> [EXERCISE REQUIREMENTS] Reproduce all entries word for word.
──────── RECORDS
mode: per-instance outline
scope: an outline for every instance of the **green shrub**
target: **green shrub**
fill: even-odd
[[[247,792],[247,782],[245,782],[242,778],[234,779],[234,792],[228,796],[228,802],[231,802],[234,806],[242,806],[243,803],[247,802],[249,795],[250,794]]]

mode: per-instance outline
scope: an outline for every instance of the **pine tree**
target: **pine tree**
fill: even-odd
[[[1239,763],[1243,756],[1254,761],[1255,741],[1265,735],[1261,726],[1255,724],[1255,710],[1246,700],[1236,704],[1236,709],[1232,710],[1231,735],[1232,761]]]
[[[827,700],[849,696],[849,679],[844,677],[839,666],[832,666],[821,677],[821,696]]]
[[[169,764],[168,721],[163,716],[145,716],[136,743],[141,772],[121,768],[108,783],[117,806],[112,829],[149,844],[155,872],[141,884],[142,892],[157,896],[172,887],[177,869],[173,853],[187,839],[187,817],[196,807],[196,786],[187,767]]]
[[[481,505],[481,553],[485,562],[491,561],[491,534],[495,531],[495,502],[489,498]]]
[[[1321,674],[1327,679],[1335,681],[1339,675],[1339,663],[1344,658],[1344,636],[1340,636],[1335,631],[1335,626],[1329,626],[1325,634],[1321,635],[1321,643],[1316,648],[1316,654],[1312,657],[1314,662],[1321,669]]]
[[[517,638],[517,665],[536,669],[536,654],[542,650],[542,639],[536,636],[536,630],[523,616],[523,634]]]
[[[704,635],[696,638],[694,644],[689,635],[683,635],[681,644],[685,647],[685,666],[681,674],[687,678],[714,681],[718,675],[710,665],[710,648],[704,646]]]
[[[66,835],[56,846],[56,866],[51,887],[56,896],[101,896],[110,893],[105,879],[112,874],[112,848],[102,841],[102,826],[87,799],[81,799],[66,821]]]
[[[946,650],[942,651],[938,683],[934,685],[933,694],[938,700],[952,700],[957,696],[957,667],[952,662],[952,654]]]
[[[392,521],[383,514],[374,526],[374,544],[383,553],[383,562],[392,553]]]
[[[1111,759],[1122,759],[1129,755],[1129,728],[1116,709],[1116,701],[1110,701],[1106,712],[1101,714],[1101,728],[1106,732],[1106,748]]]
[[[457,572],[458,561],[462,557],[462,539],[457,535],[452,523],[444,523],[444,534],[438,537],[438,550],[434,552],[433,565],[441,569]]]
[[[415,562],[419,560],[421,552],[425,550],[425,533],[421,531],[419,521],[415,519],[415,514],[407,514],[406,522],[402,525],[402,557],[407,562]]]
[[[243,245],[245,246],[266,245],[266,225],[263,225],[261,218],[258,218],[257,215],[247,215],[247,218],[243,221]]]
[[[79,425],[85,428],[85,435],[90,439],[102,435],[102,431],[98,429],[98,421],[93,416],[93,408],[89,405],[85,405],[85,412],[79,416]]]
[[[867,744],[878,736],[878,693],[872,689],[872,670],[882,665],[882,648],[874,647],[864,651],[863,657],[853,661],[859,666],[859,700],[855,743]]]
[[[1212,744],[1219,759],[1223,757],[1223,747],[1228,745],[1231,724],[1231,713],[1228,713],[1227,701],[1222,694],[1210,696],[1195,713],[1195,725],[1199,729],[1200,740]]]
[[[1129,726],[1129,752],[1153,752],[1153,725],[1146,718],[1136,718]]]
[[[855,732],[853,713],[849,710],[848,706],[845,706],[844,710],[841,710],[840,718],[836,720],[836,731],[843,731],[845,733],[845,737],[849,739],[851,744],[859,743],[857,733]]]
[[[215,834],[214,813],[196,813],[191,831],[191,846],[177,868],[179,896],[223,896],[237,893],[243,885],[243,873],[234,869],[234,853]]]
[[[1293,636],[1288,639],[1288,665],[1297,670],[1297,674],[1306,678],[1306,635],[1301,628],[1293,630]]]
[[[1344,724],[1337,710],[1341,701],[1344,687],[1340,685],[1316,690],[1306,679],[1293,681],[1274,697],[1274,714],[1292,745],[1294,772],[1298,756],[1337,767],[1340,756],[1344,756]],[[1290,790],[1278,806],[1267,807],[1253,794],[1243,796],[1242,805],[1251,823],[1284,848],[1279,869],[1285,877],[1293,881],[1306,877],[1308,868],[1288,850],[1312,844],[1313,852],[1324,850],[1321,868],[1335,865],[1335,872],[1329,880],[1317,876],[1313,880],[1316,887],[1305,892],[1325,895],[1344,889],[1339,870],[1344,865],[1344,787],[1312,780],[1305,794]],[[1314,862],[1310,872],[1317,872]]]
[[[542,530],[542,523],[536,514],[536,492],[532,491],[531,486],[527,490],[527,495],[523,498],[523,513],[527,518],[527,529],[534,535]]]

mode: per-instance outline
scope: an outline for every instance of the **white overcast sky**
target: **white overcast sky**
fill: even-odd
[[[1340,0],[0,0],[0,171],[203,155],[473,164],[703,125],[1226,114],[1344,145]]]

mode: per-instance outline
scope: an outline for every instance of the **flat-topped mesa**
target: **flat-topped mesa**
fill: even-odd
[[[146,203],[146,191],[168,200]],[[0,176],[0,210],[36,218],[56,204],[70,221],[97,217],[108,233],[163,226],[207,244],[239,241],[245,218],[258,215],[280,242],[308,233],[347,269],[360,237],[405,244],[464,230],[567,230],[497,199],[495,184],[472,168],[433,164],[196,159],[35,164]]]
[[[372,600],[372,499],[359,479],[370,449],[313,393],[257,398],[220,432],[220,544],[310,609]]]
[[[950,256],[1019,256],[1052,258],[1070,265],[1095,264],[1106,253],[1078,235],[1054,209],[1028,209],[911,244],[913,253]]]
────────────────
> [FINAL ANSWER]
mode: per-instance outline
scope: an outline for every instance of the **green shrub**
target: **green shrub**
fill: even-odd
[[[247,792],[247,782],[245,782],[242,778],[234,779],[234,792],[228,796],[228,802],[231,802],[234,806],[242,806],[243,803],[247,802],[249,795],[250,794]]]

mode: per-instance outline
scope: an outline for every instance of the **pine tree**
target: **pine tree**
fill: even-odd
[[[1239,763],[1243,756],[1254,761],[1255,741],[1265,735],[1261,726],[1255,724],[1255,710],[1246,700],[1236,704],[1236,709],[1232,710],[1231,735],[1232,761]]]
[[[827,700],[849,696],[849,679],[844,677],[839,666],[832,666],[821,677],[821,696]]]
[[[169,764],[168,721],[163,716],[145,716],[136,743],[141,772],[121,768],[108,783],[117,806],[112,829],[149,844],[155,872],[141,884],[142,892],[157,896],[172,887],[177,869],[173,853],[187,839],[187,817],[196,807],[196,786],[187,767]]]
[[[481,505],[481,553],[485,562],[491,561],[491,534],[495,531],[495,502],[489,498]]]
[[[1321,674],[1327,679],[1335,681],[1339,675],[1339,663],[1344,658],[1344,636],[1340,636],[1335,631],[1335,626],[1329,626],[1325,634],[1321,635],[1321,643],[1316,648],[1316,654],[1312,657],[1314,662],[1321,669]]]
[[[517,638],[517,665],[536,669],[536,654],[542,650],[542,639],[536,636],[536,630],[523,616],[523,634]]]
[[[704,635],[696,638],[694,644],[689,635],[683,635],[681,644],[685,647],[685,666],[681,674],[687,678],[714,681],[718,675],[710,665],[710,648],[704,646]]]
[[[66,835],[56,846],[56,866],[51,887],[56,896],[101,896],[110,893],[105,879],[112,874],[112,848],[102,841],[102,826],[87,799],[81,799],[66,821]]]
[[[946,650],[942,651],[938,683],[934,685],[933,694],[938,700],[952,700],[957,696],[957,667],[952,662],[952,654]]]
[[[392,521],[383,514],[374,526],[374,544],[383,553],[383,562],[392,553]]]
[[[1111,759],[1122,759],[1129,755],[1129,728],[1116,709],[1116,701],[1110,701],[1106,712],[1101,714],[1101,728],[1106,732],[1106,748]]]
[[[457,572],[458,561],[462,557],[462,539],[457,535],[452,523],[444,523],[444,534],[438,537],[438,550],[434,552],[433,565],[441,569]]]
[[[415,562],[419,560],[421,552],[425,550],[425,533],[421,531],[419,521],[415,519],[415,514],[407,514],[406,522],[402,525],[402,557],[407,562]]]
[[[243,245],[245,246],[266,245],[266,225],[263,225],[261,218],[258,218],[257,215],[247,215],[247,218],[243,221]]]
[[[79,425],[85,428],[85,435],[90,439],[102,435],[102,431],[98,429],[98,421],[93,416],[93,408],[89,405],[85,405],[85,412],[79,416]]]
[[[867,744],[878,736],[878,693],[872,689],[872,670],[882,665],[882,648],[874,647],[864,651],[863,657],[853,661],[859,666],[859,700],[855,743]]]
[[[1212,744],[1219,759],[1223,757],[1223,747],[1228,745],[1231,724],[1231,713],[1228,713],[1227,701],[1222,694],[1210,696],[1195,713],[1195,725],[1199,729],[1200,740]]]
[[[1129,726],[1129,752],[1153,752],[1153,725],[1146,718],[1136,718]]]
[[[855,732],[853,713],[849,710],[848,706],[845,706],[844,710],[841,710],[840,718],[836,720],[836,731],[843,731],[845,733],[845,737],[849,739],[851,744],[859,743],[857,733]]]
[[[215,834],[214,813],[196,813],[191,831],[191,846],[177,868],[179,896],[223,896],[237,893],[243,885],[243,873],[234,869],[234,853]]]
[[[1293,636],[1288,639],[1288,665],[1297,670],[1297,674],[1306,678],[1306,635],[1301,628],[1293,630]]]
[[[1344,724],[1337,710],[1341,701],[1344,687],[1340,685],[1316,690],[1306,679],[1293,681],[1274,697],[1274,714],[1292,745],[1294,772],[1298,756],[1337,767],[1340,756],[1344,756]],[[1290,790],[1278,806],[1267,807],[1253,794],[1243,796],[1242,805],[1251,823],[1284,848],[1279,869],[1285,877],[1293,881],[1306,877],[1308,868],[1288,850],[1312,844],[1313,852],[1324,850],[1321,868],[1335,865],[1335,872],[1329,880],[1317,876],[1313,880],[1316,887],[1305,892],[1325,895],[1344,889],[1339,870],[1344,865],[1344,787],[1312,780],[1305,794]],[[1314,862],[1310,872],[1317,872]]]
[[[542,530],[542,523],[536,514],[536,492],[532,491],[531,486],[527,490],[527,495],[523,498],[523,513],[527,518],[527,529],[534,535]]]

mode: per-instance outline
scope: an outline for every instance of the **white overcast sky**
target: **white overcast sky**
fill: even-odd
[[[1340,0],[0,0],[0,171],[203,155],[473,164],[703,125],[1226,114],[1344,145]]]

mode: per-instance outline
scope: an outline for every instance of the **flat-topped mesa**
target: **flat-topped mesa**
fill: even-odd
[[[146,203],[146,191],[168,200]],[[0,176],[0,210],[36,218],[56,204],[70,221],[97,217],[108,233],[163,226],[207,244],[239,241],[245,218],[258,215],[280,242],[308,233],[347,269],[360,237],[405,244],[464,230],[567,230],[497,199],[495,184],[472,168],[433,164],[196,159],[35,164]]]
[[[372,600],[372,499],[359,479],[370,449],[313,393],[257,398],[220,432],[220,544],[310,609]]]
[[[950,256],[1019,256],[1052,258],[1070,265],[1095,264],[1106,253],[1078,235],[1054,209],[1028,209],[911,244],[913,253]]]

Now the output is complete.